[Dataset items on where objects appear]
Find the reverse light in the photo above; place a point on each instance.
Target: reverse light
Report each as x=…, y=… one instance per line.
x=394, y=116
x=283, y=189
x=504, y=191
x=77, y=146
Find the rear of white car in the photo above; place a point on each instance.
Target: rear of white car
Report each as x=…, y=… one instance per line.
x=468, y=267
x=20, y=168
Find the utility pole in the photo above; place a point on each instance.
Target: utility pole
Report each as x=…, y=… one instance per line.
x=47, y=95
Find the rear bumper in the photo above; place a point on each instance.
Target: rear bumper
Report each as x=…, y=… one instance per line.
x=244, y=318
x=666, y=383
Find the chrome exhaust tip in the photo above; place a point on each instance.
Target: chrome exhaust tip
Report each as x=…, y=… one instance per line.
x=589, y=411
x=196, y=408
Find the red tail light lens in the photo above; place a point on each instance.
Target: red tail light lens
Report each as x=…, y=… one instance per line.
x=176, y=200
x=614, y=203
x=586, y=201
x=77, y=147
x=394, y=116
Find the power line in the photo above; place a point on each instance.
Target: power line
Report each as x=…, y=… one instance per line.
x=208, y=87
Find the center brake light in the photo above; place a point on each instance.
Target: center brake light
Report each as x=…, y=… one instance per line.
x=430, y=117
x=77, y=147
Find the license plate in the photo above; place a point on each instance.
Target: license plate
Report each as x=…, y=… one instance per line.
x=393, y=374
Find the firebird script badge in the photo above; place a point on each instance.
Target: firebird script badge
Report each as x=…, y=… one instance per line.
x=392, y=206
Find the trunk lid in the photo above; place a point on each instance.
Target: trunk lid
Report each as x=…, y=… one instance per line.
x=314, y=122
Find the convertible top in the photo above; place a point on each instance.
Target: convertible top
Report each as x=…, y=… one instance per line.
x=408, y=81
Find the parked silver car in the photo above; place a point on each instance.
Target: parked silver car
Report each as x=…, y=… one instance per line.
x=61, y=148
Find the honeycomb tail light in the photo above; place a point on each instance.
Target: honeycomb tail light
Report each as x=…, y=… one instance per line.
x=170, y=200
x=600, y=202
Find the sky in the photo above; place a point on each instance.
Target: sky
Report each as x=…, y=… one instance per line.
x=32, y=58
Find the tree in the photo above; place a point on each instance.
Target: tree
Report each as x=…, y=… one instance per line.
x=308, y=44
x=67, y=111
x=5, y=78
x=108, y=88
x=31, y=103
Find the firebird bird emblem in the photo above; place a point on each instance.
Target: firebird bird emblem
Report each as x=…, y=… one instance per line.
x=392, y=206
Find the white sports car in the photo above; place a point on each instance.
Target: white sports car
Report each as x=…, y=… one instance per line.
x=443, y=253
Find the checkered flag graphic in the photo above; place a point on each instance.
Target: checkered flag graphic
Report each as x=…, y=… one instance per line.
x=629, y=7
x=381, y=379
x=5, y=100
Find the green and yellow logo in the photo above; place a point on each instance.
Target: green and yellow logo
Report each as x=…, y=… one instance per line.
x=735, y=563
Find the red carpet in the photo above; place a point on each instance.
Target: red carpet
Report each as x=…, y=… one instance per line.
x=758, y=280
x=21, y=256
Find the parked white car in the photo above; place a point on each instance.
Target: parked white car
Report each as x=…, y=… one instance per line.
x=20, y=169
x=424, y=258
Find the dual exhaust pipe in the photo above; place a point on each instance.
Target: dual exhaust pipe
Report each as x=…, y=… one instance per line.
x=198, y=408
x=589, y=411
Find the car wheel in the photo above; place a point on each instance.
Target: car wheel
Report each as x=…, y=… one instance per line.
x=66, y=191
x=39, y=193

...

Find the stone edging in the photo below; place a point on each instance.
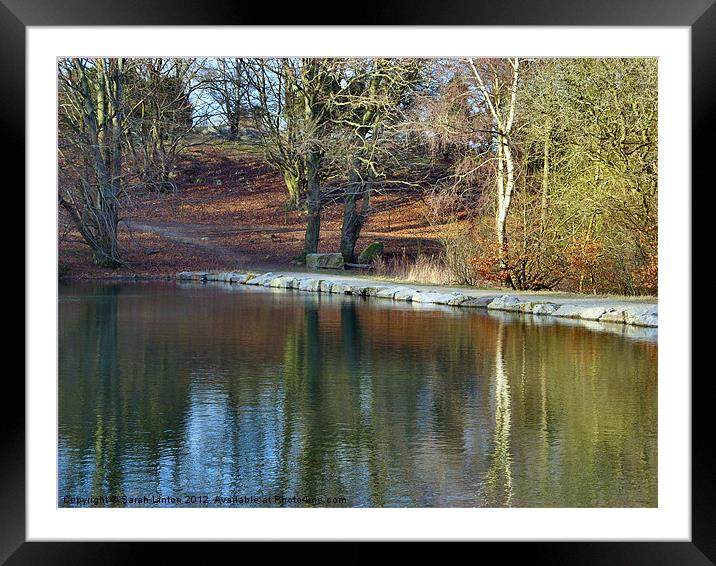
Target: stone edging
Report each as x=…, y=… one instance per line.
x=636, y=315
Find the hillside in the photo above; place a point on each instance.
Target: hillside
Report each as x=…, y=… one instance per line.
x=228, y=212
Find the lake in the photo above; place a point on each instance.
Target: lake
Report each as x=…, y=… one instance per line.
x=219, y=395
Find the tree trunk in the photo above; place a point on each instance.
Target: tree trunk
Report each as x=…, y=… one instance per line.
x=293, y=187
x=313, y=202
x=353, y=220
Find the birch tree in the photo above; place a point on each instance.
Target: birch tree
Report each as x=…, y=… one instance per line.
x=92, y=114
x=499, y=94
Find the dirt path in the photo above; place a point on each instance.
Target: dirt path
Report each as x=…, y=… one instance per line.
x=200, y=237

#### [What is expected]
Starting at the line that contains "Find the red tail" and ending at the line that contains "x=393, y=374", update the items by replacing "license plate" with "number plate" and leaving everything else unchanged. Give only those lines.

#### [Correct response]
Find the red tail light lens in the photo above; place a point on each instance.
Target: red tail light lens
Report each as x=…, y=… one instance per line.
x=176, y=200
x=614, y=203
x=586, y=201
x=77, y=147
x=394, y=116
Find the power line in the photo above; place a point on each instance.
Target: power line
Report each as x=…, y=… one instance per line.
x=208, y=87
Find the center brake light in the photo above; place a point on each instance.
Target: center brake light
Report each as x=…, y=… one instance per line.
x=430, y=117
x=77, y=147
Find the number plate in the photo above; place a point on each instance.
Target: number plate
Report each as x=…, y=… one instance per line.
x=393, y=374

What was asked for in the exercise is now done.